→ **YOUR OBJECTIVE**
Repeat every line of the data exactly; no picture belongs in the copy.

→ **DATA UNDER STUDY**
============

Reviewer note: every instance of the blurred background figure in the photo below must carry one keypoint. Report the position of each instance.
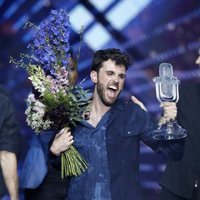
(9, 148)
(151, 31)
(181, 179)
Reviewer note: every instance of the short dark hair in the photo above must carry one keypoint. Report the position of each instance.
(115, 55)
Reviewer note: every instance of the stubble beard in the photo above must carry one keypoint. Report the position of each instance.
(101, 92)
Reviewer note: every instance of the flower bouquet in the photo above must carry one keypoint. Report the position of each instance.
(55, 102)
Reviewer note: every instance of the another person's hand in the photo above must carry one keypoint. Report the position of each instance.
(169, 112)
(135, 100)
(62, 141)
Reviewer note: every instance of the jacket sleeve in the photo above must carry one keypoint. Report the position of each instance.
(9, 129)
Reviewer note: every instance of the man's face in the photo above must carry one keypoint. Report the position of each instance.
(198, 59)
(110, 82)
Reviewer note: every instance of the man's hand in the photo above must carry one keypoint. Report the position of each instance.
(135, 100)
(169, 112)
(62, 141)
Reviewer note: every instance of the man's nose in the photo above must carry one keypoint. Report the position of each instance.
(116, 79)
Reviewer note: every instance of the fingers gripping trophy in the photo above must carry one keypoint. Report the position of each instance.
(167, 91)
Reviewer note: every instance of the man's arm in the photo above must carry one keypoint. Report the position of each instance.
(8, 162)
(9, 146)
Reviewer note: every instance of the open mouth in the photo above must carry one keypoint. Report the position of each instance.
(112, 90)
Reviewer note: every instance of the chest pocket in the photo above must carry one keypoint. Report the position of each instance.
(79, 138)
(130, 131)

============

→ **RESULT**
Reviewer note: every instance of the blurred background figure in the photo below must carry one keypoint. Report the position of each instance.
(9, 148)
(151, 31)
(181, 179)
Reviewer note: every instance of the short dark hair in the photo above must carry one keypoint. Report the position of each instance.
(115, 55)
Reviewer note: every instance of the stubble beard in the photo above must carry one keypoint. Report the position of each instance.
(101, 92)
Reviewer note: every instance of the flower bouquet in the photo above must carry one keypoint. Report the position of each instance.
(55, 102)
Reviewer note: every instance of the another person's hand in the photo above must carry one keypoint. Report the position of each instance.
(169, 112)
(135, 100)
(62, 141)
Reviewer note: every instance of the jacket sleeve in the photo above must carry one keypoint. Report the position of each instance.
(9, 129)
Reviewer note: every instance of the man's face in the photo above must carry one keypoint. Report the position of each instance.
(198, 59)
(110, 82)
Reviewer note: every instance of the man's hand in the photo above must carry one keypoint. Report the position of each instance.
(135, 100)
(169, 112)
(62, 141)
Reviewer note: every instance of the man's nose in the photo above must carry one keypoint. Report the position of each instance.
(116, 79)
Reviewer note: every instance of the fingers gripping trophy in the photo above must carry one keypoint. Report the position of each instance.
(167, 91)
Reviewer note: every instance of the man's arm in the photo above must carry one keypoint. Report the position of each instance.
(8, 162)
(9, 146)
Reviewer note: every instance of the open mouth in the photo above must carry one keypoint. Report the position of each instance.
(112, 90)
Reviewer note: every instance of the chest pocket in the photo above must carry one keypoint. Report the position of each instance.
(79, 138)
(130, 131)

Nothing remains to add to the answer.